### Given exercise:
Repeat exactly the stretch of lines that starts with the one containing "Category: central rosette" and ends with the last line of the material. Leave out pictures.

### Source data:
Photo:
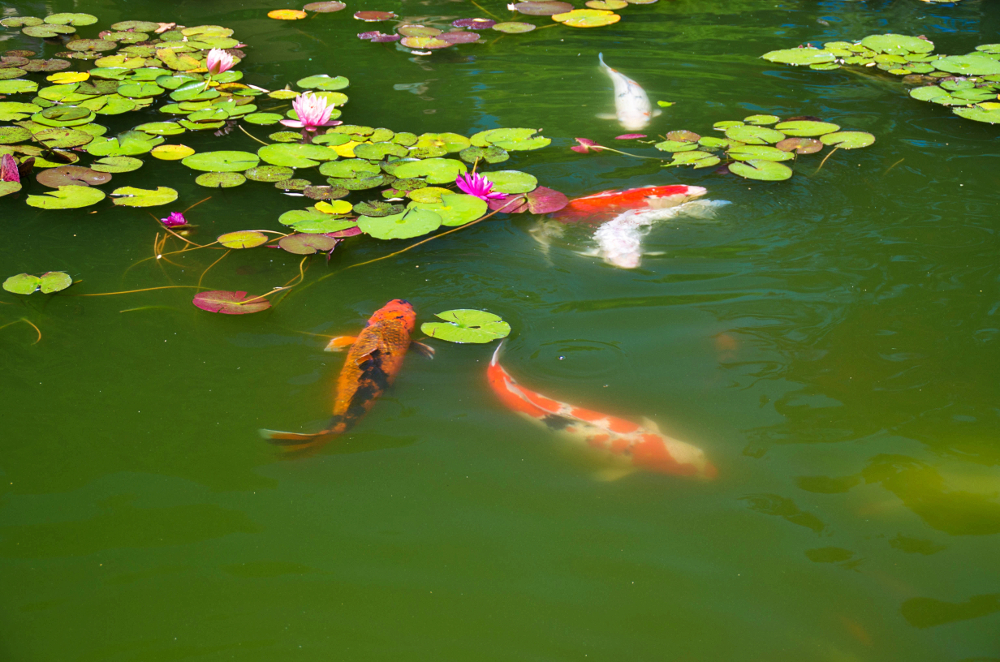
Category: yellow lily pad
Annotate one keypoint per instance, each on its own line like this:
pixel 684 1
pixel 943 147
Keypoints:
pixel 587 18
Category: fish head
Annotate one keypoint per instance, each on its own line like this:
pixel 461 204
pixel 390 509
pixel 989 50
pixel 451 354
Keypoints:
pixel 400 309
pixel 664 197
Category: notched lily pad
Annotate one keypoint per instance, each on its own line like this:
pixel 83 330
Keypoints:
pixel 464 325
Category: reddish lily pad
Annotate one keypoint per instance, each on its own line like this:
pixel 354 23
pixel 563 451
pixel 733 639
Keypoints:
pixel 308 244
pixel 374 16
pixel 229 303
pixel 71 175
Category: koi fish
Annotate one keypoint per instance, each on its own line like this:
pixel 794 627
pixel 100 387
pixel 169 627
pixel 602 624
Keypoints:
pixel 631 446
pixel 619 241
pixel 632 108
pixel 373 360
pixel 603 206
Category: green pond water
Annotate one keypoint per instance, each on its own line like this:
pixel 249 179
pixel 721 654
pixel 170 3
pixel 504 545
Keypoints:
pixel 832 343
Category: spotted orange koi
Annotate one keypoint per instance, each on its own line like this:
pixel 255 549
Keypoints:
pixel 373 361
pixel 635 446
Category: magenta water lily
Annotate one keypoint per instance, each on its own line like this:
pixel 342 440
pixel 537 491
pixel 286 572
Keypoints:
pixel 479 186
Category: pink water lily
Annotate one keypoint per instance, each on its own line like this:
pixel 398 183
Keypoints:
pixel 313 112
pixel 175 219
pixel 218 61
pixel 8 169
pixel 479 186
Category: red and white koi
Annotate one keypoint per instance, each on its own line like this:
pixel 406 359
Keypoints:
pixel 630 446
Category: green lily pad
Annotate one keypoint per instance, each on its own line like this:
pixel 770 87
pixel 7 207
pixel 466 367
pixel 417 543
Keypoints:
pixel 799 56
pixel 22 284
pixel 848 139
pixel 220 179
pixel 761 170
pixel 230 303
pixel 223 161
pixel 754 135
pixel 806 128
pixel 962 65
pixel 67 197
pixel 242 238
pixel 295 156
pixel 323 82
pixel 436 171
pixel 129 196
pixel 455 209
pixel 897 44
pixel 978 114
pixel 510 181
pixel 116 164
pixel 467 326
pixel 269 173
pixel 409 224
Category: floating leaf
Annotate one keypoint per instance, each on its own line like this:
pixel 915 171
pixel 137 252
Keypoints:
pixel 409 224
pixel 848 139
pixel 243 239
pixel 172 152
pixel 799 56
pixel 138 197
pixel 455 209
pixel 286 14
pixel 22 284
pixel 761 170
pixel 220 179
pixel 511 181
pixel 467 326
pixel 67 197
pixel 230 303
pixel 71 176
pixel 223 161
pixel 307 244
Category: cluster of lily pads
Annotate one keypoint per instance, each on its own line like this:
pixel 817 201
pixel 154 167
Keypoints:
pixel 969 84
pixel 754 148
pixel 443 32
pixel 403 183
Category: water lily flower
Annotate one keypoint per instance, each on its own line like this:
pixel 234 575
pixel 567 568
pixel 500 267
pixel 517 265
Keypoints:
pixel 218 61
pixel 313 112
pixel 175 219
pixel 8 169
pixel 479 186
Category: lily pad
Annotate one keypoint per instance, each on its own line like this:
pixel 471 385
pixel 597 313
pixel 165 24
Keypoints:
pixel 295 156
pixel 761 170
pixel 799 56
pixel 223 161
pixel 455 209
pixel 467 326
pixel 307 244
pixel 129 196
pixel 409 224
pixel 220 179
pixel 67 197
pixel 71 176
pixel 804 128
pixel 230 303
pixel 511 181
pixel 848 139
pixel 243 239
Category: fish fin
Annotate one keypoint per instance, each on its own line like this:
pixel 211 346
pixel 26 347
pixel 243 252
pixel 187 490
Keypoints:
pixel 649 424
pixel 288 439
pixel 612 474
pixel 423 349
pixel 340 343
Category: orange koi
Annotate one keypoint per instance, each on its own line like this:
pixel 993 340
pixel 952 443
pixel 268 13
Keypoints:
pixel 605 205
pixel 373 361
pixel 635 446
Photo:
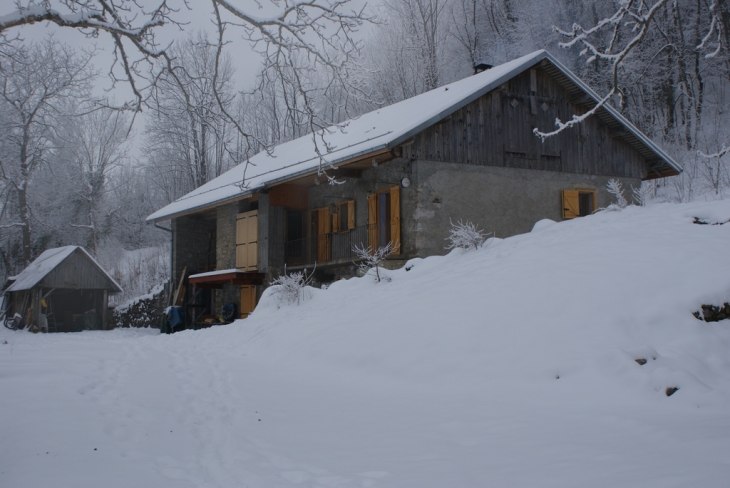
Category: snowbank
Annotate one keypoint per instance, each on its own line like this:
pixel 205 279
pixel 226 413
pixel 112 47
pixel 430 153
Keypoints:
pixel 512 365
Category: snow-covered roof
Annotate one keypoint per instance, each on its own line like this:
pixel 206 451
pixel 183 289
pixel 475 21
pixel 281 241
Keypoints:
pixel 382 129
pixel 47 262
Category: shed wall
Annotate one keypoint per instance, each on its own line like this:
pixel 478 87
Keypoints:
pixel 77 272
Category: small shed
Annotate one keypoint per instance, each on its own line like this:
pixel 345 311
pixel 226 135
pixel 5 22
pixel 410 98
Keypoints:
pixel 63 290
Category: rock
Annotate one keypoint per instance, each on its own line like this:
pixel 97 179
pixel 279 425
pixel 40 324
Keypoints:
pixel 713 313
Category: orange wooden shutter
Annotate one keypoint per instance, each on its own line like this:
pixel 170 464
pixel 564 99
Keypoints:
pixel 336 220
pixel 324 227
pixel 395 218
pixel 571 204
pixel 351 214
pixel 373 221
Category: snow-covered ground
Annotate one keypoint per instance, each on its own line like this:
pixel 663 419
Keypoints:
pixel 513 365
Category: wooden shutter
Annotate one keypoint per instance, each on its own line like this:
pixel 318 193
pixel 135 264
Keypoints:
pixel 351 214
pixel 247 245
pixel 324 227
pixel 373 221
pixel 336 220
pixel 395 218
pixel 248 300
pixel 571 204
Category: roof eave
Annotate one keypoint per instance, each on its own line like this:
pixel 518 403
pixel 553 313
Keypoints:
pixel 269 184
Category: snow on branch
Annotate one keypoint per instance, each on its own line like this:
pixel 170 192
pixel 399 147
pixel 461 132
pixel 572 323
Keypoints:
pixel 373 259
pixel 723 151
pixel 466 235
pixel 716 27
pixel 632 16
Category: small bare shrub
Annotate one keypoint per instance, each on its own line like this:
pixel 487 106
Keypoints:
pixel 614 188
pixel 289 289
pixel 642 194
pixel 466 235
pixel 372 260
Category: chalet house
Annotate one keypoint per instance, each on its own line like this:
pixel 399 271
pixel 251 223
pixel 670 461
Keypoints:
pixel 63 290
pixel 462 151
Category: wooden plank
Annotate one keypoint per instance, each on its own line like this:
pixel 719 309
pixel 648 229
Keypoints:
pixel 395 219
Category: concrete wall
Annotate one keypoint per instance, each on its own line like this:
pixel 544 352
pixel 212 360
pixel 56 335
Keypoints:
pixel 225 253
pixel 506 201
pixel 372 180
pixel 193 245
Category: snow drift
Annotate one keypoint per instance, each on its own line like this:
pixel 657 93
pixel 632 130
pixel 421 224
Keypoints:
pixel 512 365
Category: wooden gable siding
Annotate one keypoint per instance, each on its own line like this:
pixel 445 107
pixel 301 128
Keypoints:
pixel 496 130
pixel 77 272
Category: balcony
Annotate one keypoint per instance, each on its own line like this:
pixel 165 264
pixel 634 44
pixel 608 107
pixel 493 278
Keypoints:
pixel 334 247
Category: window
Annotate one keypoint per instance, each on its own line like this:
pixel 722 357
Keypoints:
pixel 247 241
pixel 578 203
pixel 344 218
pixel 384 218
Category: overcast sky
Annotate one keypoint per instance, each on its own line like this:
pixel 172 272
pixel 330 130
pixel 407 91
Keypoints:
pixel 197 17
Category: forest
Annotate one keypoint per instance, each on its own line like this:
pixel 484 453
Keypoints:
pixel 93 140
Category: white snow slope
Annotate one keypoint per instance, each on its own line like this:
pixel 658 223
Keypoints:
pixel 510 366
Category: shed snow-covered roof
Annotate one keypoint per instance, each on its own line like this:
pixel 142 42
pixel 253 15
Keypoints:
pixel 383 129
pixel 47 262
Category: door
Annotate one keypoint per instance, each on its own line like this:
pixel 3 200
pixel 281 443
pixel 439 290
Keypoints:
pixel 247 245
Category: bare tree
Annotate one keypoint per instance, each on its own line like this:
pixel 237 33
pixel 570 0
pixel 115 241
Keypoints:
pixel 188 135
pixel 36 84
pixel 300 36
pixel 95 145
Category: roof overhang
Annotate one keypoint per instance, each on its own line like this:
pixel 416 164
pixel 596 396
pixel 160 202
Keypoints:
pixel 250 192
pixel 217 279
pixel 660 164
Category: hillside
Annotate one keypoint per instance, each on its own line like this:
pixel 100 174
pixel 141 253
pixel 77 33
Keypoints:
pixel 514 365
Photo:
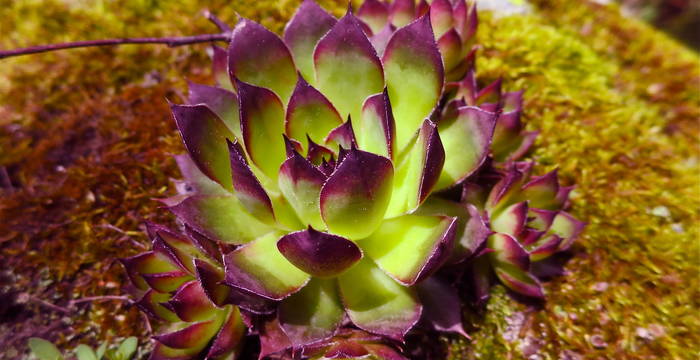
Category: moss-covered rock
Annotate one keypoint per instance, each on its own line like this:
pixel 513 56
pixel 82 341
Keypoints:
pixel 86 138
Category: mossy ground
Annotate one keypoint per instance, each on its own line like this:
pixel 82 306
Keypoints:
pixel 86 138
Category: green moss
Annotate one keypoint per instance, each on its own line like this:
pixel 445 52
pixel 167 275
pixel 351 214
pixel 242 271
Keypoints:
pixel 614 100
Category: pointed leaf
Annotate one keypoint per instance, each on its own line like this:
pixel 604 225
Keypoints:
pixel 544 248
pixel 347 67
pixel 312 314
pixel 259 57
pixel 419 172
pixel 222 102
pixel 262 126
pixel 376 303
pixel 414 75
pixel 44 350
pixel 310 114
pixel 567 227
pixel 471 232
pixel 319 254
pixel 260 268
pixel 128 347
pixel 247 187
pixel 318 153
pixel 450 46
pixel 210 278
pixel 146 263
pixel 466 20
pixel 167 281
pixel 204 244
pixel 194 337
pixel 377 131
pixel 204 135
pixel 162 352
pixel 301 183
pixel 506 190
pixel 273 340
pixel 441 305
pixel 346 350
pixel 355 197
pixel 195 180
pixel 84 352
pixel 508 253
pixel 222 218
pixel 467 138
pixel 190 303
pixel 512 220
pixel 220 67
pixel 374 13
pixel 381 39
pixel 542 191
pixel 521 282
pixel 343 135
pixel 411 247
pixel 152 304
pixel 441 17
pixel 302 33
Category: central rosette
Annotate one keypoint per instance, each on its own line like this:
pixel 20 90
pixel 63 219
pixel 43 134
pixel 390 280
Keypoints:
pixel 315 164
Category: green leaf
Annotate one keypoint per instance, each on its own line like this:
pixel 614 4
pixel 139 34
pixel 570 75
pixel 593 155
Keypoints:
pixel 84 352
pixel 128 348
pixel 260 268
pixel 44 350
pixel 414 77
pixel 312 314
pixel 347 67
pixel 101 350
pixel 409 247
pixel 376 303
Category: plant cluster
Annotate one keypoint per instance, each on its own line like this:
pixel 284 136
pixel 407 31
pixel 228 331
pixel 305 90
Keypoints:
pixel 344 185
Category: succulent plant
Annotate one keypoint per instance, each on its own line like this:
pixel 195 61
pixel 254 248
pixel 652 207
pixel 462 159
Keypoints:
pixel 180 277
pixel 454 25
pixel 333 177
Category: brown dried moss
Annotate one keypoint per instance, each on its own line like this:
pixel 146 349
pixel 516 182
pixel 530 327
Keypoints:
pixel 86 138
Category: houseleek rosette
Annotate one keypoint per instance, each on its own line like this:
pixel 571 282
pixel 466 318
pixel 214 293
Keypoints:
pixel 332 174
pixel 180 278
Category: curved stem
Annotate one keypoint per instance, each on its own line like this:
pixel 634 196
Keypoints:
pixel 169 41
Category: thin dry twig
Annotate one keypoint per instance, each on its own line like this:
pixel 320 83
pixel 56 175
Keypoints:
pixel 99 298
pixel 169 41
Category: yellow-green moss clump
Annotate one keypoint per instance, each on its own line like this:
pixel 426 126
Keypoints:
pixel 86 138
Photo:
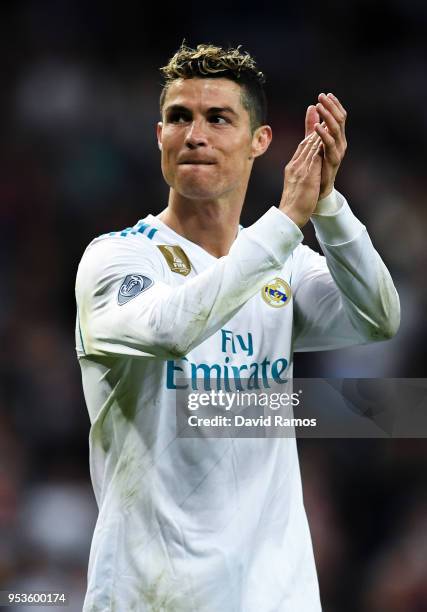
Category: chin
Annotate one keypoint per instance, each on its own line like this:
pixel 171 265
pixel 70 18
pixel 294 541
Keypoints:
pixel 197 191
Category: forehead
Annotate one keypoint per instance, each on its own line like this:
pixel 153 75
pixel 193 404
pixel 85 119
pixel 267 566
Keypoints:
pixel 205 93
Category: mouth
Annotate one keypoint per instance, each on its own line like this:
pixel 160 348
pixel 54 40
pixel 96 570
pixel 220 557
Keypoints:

### Task output:
Category: central rosette
Annotate one keypoint per instance, each on its own line like this:
pixel 20 90
pixel 63 219
pixel 43 134
pixel 390 280
Keypoints:
pixel 315 164
Category: green leaf
Annotate one keypoint per instance, each on its own line like this:
pixel 614 4
pixel 139 34
pixel 570 75
pixel 593 155
Keypoints:
pixel 84 352
pixel 128 348
pixel 260 268
pixel 44 350
pixel 414 77
pixel 312 314
pixel 347 67
pixel 101 350
pixel 409 247
pixel 376 303
Category: plant cluster
Annotate one keypoint per instance, each on its own line like this:
pixel 284 136
pixel 407 31
pixel 228 331
pixel 305 90
Keypoints:
pixel 344 185
Category: succulent plant
Annotate one keypoint per instance, each on its own line like this:
pixel 195 61
pixel 254 248
pixel 652 207
pixel 462 159
Keypoints:
pixel 180 277
pixel 454 25
pixel 333 177
Category: brown dried moss
Annotate one keypoint per instance, each on its own line like this:
pixel 146 349
pixel 516 182
pixel 530 327
Keypoints:
pixel 86 138
Category: houseleek rosette
Annotate one keypoint per instance, each on its own line like this:
pixel 571 282
pixel 466 318
pixel 214 293
Keypoints:
pixel 332 174
pixel 180 278
Category: curved stem
Annotate one keypoint per instance, each on its own line like this:
pixel 634 196
Keypoints:
pixel 169 41
Category: thin dry twig
Annotate one keypoint per instance, each on its own line like this:
pixel 320 83
pixel 56 175
Keypoints:
pixel 99 298
pixel 169 41
Category: yellow-green moss clump
Annotate one keypoint per instance, each on its own line like this:
pixel 426 126
Keypoints:
pixel 86 138
Photo:
Category: chin
Annotate one keypoint per instance, each on its own line like this:
pixel 171 265
pixel 70 18
pixel 294 541
Keypoints:
pixel 197 191
Category: forehead
Annotate one keypoint per instance, each on its own line like this:
pixel 153 75
pixel 193 404
pixel 85 119
pixel 267 566
Keypoints:
pixel 205 93
Category: mouth
Annotate one keypoint per instance, each on its own line like this:
pixel 160 348
pixel 54 40
pixel 96 570
pixel 220 557
Keypoints:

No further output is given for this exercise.